┌─ SUPPLIED TEXT
# Max-Cut in Degenerate $H$-Free Graphs

**Authors:** Ray Li, Nitya Mani

arXiv: 1905.02856 · 2020-04-28

## TL;DR

This paper establishes new lower bounds on the maximum cut size in $d$-degenerate $H$-free graphs, generalizing recent results and connecting to longstanding conjectures in graph theory.

## Contribution

It provides generalized bounds on Max-Cut in $d$-degenerate $H$-free graphs, extending previous work and proposing a conjecture linking Max-Cut bounds to the ABKS conjecture.

## Key findings

- Derived lower bounds for Max-Cut in $H$-free graphs.
- Extended bounds for cycles, odd wheels, and bipartite graphs.
- Connected Max-Cut bounds to the ABKS conjecture.
└─
#### THE PROBLEM
Answer these questions using the Max-Cut paper summary above:
(a) Who are the authors of the paper?
(b) Which three kinds of graphs are the bounds extended to?
(c) Which conjecture are the Max-Cut bounds connected to?
┌─ DATASET CONTENT
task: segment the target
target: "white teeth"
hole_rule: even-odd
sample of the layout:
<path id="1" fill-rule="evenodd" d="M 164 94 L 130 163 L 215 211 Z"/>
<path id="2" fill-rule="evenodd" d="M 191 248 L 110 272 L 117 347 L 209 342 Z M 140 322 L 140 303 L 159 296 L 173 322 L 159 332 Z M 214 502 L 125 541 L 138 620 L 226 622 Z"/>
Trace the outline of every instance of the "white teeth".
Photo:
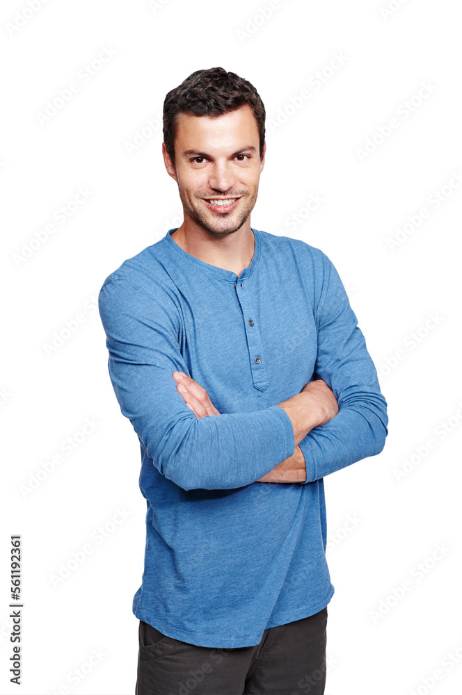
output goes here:
<path id="1" fill-rule="evenodd" d="M 228 198 L 227 200 L 217 200 L 211 199 L 208 201 L 212 205 L 231 205 L 237 198 Z"/>

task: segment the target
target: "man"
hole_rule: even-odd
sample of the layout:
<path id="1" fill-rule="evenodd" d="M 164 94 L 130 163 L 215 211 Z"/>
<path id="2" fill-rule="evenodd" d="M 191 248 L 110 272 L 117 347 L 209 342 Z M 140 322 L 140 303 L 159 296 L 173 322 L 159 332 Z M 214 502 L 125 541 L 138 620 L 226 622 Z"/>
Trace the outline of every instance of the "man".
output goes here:
<path id="1" fill-rule="evenodd" d="M 183 224 L 99 295 L 147 501 L 138 695 L 324 693 L 323 477 L 387 434 L 332 263 L 250 227 L 264 118 L 255 88 L 223 68 L 168 92 L 163 154 Z"/>

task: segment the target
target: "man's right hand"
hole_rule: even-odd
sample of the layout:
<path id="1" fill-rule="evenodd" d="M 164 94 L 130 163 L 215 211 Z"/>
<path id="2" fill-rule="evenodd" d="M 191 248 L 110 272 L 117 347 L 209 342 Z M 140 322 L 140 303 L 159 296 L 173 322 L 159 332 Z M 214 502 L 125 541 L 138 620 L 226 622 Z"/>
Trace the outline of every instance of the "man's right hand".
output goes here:
<path id="1" fill-rule="evenodd" d="M 338 404 L 333 391 L 322 379 L 310 382 L 300 393 L 278 405 L 290 418 L 296 446 L 309 432 L 326 425 L 338 413 Z"/>

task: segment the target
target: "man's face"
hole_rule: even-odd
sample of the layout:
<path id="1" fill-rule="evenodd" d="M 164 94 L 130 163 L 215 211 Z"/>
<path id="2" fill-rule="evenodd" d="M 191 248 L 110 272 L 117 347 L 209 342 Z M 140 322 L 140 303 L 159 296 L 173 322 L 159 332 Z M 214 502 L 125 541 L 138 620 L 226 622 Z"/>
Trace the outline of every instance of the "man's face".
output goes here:
<path id="1" fill-rule="evenodd" d="M 185 216 L 214 234 L 239 229 L 255 204 L 264 161 L 250 107 L 216 117 L 180 113 L 175 152 L 175 169 L 168 157 L 166 165 L 178 183 Z"/>

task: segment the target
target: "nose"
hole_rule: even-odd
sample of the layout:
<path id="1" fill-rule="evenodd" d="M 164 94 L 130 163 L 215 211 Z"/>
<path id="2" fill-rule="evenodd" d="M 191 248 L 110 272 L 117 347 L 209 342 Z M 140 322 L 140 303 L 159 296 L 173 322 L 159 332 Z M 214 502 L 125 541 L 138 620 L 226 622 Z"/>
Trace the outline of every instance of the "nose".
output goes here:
└─
#### SOLUTION TO THE PROBLEM
(a) Ray Li and Nitya Mani.
(b) Cycles, odd wheels, and bipartite graphs.
(c) The ABKS conjecture.